Gary Mobley -- Wells Fargo Securities -- Analyst

Hey, guys. Congratulations to the strong finish to the year and strong start to this current year. Wanted to ask about your backlog, If I read correctly that you cited a backlog increase of about 20% from the conclusion of 2019 versus 2018, is that apples to apples comparison adjusting for the way you now count or IPAA commitments?

Lip-Bu Tan -- Chief Executive Officer

Hi, Gary. Yes. Backlog was $3.6 billion at year end, which includes approximately $200 million of non-cancelable IP access agreements. That's up from $3 billion at the end of 2018, including $100 million of IP access agreements. Now that it's impacted by the timing of renewals and our weighted average duration for 2019 was slightly higher because we had really strong Q4 that weighted average duration between 2019 was 2.7 years.

Now, if I look at the average for 2018 and 2019 together, it was in the usual 2.4 to 2.6 year range. And if I look at 2017 through 2019, that's also in our typical 2.4 to 2.6 year range. But Q4 was a strong quarter for us and it took the weighted average duration for 2019 up to 2.7 years. As you know IP is lumpier than software as is our hardware portion of functional verification and that had a slight impact also.

Gary Mobley -- Wells Fargo Securities -- Analyst

Okay. Okay. Thanks. I appreciate that. I know you guys have always try to manage the business, new projects, acquisitions whatnot based on the below 40 some of the revenue growth in the non-GAAP operating margin. And you just concluded 2019 with about 41%. You're guiding for 2020 at 42%. I'm sure the extra week has some impact on that. And so, therefore, are you willing to step out of your prior long-term margin guide of 30% or should we as well also start to consider you know the Cadence business being a 10% top line grower.

John Wall -- Senior Vice President and Chief Financial Officer

So I don't think we gave a long-term margin target to 30% in the past. And you're right to point out the Rule of 40, we kind of manage the businesses using a Rule of 40 metric. I think in 2018, if you go back we achieved 20% -- what is it, 10% revenue growth and 30% non-GAAP operating margin. In 2019, now the year we just closed, we just did 9% and 32%, so a combined 41% on the Rule of 40 metric. But and -- for 2020 guidance, I think you'll see that it's -- it's approximately 10% revenue growth in about 32.5% or in a range of 32% to 33% for non-GAAP operating margin. The piece that we've been focused on is driving profitable revenue growth. And that's why I called out the -- that's why I was calling out the impact in my prepared remarks of the amount of our revenue growth that's flowing through to our non-GAAP operating income line.

[Coordinate labeling data]
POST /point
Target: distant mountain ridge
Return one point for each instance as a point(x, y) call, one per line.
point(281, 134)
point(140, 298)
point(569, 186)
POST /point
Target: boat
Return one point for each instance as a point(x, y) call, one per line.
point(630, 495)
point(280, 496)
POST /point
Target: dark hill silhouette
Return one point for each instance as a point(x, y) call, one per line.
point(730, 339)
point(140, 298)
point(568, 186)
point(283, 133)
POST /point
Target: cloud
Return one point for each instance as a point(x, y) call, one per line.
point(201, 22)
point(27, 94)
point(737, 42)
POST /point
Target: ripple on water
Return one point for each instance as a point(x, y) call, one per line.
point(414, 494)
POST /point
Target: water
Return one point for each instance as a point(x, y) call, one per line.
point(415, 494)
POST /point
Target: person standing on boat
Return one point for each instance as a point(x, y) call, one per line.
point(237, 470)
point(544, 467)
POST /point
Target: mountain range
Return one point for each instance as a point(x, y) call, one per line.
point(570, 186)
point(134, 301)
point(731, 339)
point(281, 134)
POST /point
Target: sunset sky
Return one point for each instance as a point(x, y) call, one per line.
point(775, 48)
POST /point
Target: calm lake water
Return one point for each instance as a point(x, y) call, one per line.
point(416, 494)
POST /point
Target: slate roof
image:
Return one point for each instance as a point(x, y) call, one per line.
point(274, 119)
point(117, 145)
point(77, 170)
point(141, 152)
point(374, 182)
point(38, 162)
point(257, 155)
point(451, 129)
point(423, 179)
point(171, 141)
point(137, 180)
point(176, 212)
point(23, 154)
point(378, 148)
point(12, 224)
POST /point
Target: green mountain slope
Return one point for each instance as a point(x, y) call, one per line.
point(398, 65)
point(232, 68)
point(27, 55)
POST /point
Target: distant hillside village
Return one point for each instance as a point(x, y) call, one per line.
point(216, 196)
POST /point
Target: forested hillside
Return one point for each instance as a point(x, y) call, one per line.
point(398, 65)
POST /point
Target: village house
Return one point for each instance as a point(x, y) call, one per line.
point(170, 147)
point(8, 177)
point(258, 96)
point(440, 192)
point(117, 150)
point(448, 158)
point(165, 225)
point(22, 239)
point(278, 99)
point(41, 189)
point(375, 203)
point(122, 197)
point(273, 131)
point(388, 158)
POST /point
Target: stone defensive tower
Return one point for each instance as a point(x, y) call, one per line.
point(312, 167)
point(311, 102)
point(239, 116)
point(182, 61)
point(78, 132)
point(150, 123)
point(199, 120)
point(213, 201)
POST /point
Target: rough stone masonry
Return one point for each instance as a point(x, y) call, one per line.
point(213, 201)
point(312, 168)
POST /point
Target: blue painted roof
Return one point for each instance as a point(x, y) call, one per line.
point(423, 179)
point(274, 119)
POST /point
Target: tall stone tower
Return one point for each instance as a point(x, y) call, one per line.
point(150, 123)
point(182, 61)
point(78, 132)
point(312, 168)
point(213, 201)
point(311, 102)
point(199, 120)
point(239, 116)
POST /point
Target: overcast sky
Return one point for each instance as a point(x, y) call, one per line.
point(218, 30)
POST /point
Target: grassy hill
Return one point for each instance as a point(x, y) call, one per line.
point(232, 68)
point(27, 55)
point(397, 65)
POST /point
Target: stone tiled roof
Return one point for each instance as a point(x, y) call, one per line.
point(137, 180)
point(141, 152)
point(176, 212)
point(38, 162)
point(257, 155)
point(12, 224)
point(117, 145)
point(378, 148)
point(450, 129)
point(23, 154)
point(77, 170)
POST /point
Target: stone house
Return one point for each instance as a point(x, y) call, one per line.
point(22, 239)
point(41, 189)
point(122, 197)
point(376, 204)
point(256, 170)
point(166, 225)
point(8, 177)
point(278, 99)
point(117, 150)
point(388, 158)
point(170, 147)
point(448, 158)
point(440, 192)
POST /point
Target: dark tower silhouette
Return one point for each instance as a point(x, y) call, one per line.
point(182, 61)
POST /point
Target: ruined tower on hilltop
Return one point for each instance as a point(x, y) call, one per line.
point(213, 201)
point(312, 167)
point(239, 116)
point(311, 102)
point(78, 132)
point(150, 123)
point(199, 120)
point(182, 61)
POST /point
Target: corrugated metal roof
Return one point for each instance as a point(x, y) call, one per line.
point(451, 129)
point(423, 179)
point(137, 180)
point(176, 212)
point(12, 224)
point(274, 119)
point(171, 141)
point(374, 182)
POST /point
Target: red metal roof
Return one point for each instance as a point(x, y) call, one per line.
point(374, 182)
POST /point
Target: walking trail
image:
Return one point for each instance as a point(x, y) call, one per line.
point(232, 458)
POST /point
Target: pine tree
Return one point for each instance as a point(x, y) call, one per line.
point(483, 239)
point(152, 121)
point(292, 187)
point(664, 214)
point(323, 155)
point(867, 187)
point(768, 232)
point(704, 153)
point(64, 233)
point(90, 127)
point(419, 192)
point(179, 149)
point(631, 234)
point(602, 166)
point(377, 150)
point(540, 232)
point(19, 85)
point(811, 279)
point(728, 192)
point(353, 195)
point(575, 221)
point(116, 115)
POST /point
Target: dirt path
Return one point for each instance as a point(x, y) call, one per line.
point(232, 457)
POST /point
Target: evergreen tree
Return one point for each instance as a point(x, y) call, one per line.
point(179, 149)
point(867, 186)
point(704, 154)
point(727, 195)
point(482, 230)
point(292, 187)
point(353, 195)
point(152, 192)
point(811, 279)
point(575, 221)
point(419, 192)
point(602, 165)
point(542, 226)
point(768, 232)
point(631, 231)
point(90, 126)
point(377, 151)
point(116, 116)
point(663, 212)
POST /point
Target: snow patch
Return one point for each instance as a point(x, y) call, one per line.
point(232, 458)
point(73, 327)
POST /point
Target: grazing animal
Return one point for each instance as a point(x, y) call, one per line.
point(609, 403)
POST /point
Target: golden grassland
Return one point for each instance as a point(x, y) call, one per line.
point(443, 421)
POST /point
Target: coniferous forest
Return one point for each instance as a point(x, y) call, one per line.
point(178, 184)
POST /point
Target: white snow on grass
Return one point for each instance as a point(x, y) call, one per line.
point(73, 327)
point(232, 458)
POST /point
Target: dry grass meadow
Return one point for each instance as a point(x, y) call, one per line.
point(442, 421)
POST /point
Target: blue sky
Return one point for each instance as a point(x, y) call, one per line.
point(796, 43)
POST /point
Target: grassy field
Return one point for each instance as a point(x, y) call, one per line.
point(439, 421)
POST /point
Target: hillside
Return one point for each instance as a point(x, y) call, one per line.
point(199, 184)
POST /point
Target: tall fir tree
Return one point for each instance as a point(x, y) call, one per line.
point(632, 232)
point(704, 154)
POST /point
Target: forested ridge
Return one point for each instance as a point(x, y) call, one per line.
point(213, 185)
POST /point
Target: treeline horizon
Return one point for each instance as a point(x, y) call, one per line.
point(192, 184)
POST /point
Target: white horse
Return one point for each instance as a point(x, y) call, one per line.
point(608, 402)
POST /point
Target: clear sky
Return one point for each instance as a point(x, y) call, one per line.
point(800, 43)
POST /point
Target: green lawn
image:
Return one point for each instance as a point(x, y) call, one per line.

*Parts of the exercise:*
a - Answer these questions from the transcript.
(i) What was the backlog at the end of 2018, and how much of it was IP access agreements?
(ii) What was the weighted average duration for 2019?
(iii) What revenue growth and non-GAAP operating margin did the company report for 2019?
b - Reproduce the passage of the transcript between "Hi, Gary. Yes." and "was 2.7 years.", inclusive, word for word.

*Answers to each task:*
a -
(i) $3 billion, including $100 million of IP access agreements.
(ii) 2.7 years.
(iii) 9% revenue growth and a 32% non-GAAP operating margin.

b -
Hi, Gary. Yes. Backlog was $3.6 billion at year end, which includes approximately $200 million of non-cancelable IP access agreements. That's up from $3 billion at the end of 2018, including $100 million of IP access agreements. Now that it's impacted by the timing of renewals and our weighted average duration for 2019 was slightly higher because we had really strong Q4 that weighted average duration between 2019 was 2.7 years.